---------- Excerpt to read ----------

A bit more planning this week should fix that (going to make a huge batch of beef korma (how's that for fusion cuisine!!!) with pilau rice and naan bread tonight), but I wonder how many calories you burn constantly chasing around an adventurous and mischievous 1 year old, and shoulder pressing a hyperactive 5 year old???

Apparently quite a few.


I promise my next post will be much more upbeat - I have a great story about a very surreal experience I had at HEB last night that put a big grin on my face. It was too good not to share :-)

Tuesday, August 3, 2010

Change

Our daily lives are all about routine. You find something that works and quietly slip into the comfort zone, tinkering here and there but mostly riding the slipstream. Occasionally you add goals that bump you out of that comfort zone - be they races you want to run, times you want to beat, things you want to do etc. If you want them badly enough these goals become important, increasingly so as the effort and commitment required to achieve them grows.

Until something happens and you realize they really aren't important at all.

Yesterday Nancy got a call out of the blue to say that her dad had had a stroke and was in ICU. And in an instant that wellworn routine comes crashing down.

And you have decisions to make.

We both agreed that we didn't want the boys to see their grandpa like that. Gavin is very sensitive - when his great-uncle died earlier this year he convinced himself that mummy and daddy were going to die too. It took weeks of talking about it to stem the frightened tears.

So we decided that Nancy would drive up there while I stayed here with the boys and kept up as normal a routine as I could for them. I told Gavin yesterday that his grandpa was in hospital, but I don't know if he fully understood. You can never tell with Gavin though - he'll take something in, think on it, brood about it, and then open up to you when he's ready.

Last night we had a long conversation about bad dreams which may have been his first roundabout way of knocking on the door.

But I have the easy job - looking after my boys. Nancy has to be there for her dad who doesn't recognize her or even know who she is.

Needless to say, running is on indefinite hold. I can do some weights or yoga workouts at home, or even the bike trainer after Dylan goes to bed, but it's just not that important right now.

Here's what is.

Last night I stood and watched Dylan sleeping in his crib. Then I lay down with Gavin and put my arm round him. He snuggled up to me and fell asleep.

And I was very grateful for them both.

Sunday, August 1, 2010

Attack of the Killer Ants

It's been a quiet week on the running front. I didn't run at all early in the week, partly due to thunder and lightning and partly due to the fact that running all night messes up your sleep schedule (in other words, I decided to sleep in)!!!

Though I did manage a few miles at Walnut Creek on Thursday and felt pretty good.

---------- Data records ----------

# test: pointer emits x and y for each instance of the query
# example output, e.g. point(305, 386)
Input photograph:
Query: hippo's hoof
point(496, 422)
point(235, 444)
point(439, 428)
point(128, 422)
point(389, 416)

----------
---------- Data records ----------

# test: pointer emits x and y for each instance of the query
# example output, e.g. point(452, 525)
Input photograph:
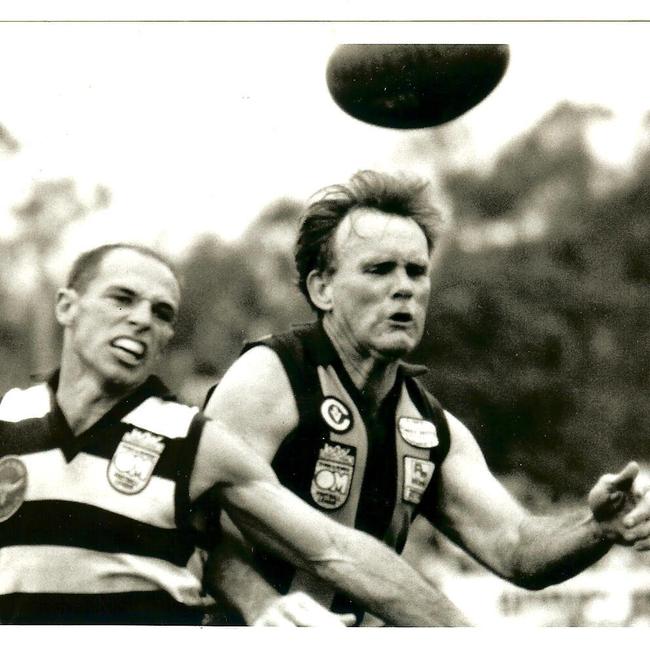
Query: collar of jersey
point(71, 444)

----------
---------- Data records ----------

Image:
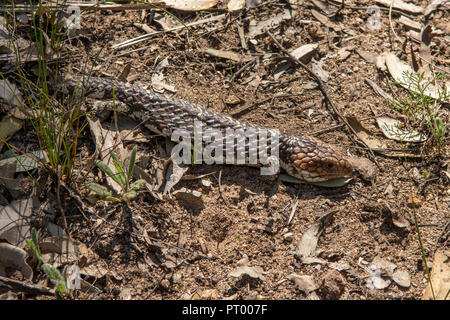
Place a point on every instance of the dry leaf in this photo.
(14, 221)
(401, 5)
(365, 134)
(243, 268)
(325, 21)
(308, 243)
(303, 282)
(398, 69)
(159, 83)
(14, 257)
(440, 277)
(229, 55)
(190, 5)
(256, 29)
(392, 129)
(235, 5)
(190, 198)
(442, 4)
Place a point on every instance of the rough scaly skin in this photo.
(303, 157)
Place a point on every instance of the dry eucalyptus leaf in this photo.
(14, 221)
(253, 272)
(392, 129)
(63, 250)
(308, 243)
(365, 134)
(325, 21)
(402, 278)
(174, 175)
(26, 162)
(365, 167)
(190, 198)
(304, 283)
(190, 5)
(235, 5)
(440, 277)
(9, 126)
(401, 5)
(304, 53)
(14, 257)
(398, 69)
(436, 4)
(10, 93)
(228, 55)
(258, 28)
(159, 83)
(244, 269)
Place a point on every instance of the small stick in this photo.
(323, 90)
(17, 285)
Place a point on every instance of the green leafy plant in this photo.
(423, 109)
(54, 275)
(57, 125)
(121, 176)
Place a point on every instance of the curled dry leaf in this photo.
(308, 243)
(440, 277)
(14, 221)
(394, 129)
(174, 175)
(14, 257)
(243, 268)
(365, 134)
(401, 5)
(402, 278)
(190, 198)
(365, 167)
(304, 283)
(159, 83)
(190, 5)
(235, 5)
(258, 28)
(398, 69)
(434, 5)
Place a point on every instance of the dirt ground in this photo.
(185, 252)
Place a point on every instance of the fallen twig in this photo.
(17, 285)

----------

* _Action item_: In the blog excerpt, what news did Nancy get in the call about her dad? Please rely only on the blog excerpt, not the listing.

* _Result of this task_: Her dad had had a stroke and was in ICU.